=== Rumusan Soal 1 ===
Dalam berita tentang aksi perempuan adat Sihaporas, apa syarat yang diajukan Anita dan belasan inang sebelum mereka mau menghentikan blokir jalan?
=== Rumusan Soal 2 ===
Salin kata demi kata bagian berita tentang perempuan adat Sihaporas, mulai dari "Oleh Maruli Tua" sampai dengan "garda depan perjuangan.".

=== Kutipan untuk Dibaca ===
________________________________________
Oleh Maruli Tua Simanjuntak dan Risnan Ambarita

Anita Simanjuntak bersama puluhan perempuan adat dari Masyarakat Adat Sihaporas, sudah berhari-hari  memblokir akses truk pengangkut kayu eukaliptus milik PT Toba Pulp Lestari (TPL) di Buntu Pangaturan Sihaporas, Pematang Sidamanik, Kabupaten Simalungun, Sumatera Utara. Para perempuan adat yang akrab disapa inang (ibu) itu memimpin perlawanan terhadap TPL dengan mendudukkan diri di garda depan perjuangan.

Anita bersama belasan inang menolak untuk menghentikan aksi blokir jalan sebelum TPL meminta maaf atas sikap arogan karyawan mereka yang bernama Samuel Sinaga.
________________________________________
=== Data Hasil Ekstraksi ===
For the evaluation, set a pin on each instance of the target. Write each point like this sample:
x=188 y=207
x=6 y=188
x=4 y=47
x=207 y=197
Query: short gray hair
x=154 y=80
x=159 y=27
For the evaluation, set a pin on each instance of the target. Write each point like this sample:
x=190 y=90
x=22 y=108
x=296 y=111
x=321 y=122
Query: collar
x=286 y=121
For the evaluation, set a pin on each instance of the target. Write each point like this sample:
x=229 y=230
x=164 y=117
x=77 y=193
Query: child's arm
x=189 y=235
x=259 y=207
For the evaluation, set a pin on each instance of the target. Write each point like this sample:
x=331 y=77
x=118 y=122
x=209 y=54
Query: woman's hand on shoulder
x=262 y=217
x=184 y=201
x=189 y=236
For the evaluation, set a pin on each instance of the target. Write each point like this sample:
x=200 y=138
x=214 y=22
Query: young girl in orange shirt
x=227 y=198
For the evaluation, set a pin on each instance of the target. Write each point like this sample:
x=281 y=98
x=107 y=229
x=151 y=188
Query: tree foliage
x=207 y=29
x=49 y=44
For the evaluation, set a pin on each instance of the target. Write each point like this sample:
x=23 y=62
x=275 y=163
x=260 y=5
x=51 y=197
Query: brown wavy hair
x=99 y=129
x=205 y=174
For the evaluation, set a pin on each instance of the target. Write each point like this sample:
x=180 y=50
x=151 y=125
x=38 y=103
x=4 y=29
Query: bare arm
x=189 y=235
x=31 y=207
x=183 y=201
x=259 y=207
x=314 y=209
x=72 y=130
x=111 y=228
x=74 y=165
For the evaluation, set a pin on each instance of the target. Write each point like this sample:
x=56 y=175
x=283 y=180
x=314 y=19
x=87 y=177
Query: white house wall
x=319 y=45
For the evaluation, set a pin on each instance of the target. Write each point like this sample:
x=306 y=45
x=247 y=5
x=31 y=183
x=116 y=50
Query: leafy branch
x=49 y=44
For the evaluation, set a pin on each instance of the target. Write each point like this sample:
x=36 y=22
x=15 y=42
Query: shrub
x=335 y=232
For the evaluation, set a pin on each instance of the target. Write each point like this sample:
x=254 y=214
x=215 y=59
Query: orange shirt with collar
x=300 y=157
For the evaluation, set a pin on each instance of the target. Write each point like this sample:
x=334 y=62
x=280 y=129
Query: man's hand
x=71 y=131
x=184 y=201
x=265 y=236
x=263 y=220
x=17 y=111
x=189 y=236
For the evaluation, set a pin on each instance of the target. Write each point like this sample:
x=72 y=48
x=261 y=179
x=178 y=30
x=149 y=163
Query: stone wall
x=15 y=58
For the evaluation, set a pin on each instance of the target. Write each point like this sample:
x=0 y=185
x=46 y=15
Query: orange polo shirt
________________________________________
=== Jawaban Tertulis 1 ===
TPL harus meminta maaf atas sikap arogan karyawannya yang bernama Samuel Sinaga.

=== Jawaban Tertulis 2 ===
Oleh Maruli Tua Simanjuntak dan Risnan Ambarita

Anita Simanjuntak bersama puluhan perempuan adat dari Masyarakat Adat Sihaporas, sudah berhari-hari  memblokir akses truk pengangkut kayu eukaliptus milik PT Toba Pulp Lestari (TPL) di Buntu Pangaturan Sihaporas, Pematang Sidamanik, Kabupaten Simalungun, Sumatera Utara. Para perempuan adat yang akrab disapa inang (ibu) itu memimpin perlawanan terhadap TPL dengan mendudukkan diri di garda depan perjuangan.